**TASK DETAILS**
Please copy out the lines below word for word, leaving out the pictures.

**INPUT FOR THIS TASK**
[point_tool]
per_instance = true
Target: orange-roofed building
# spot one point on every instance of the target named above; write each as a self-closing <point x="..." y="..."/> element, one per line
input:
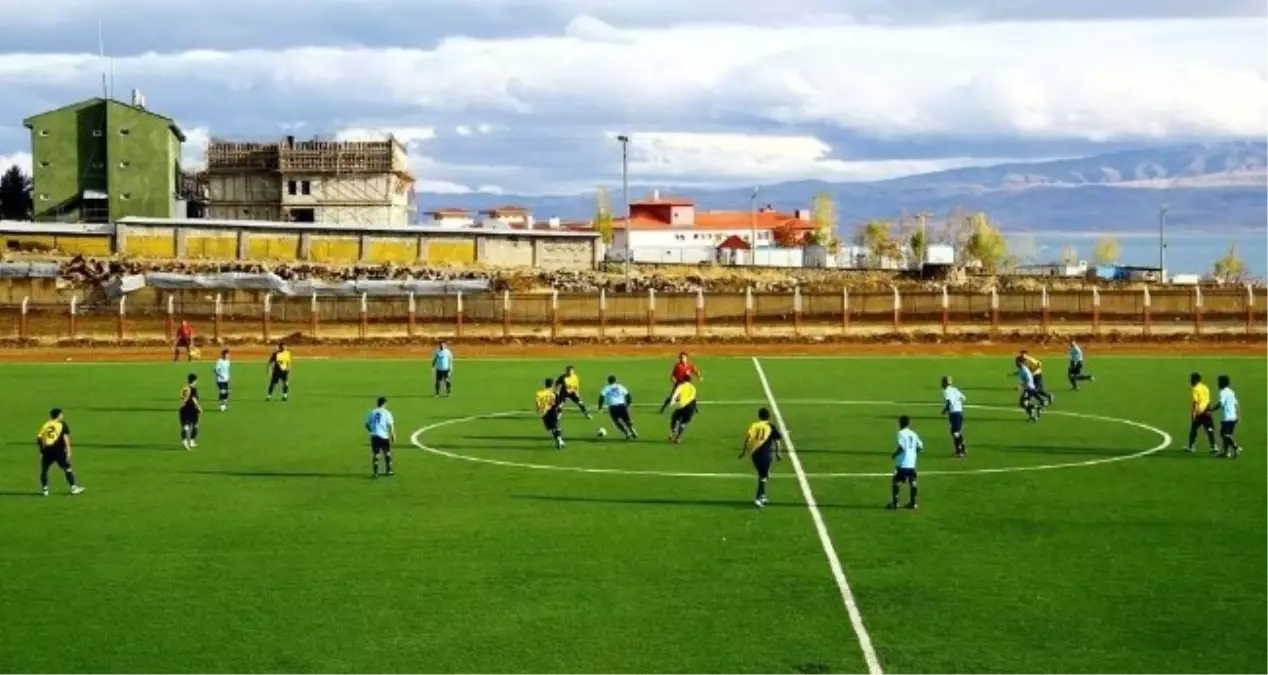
<point x="671" y="230"/>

**EXERCISE RESPONSE**
[point_tool]
per_instance = true
Target: orange-roofed building
# spot one point on every instance of the target named above; write each as a self-closing <point x="..." y="..."/> element, one per line
input:
<point x="671" y="230"/>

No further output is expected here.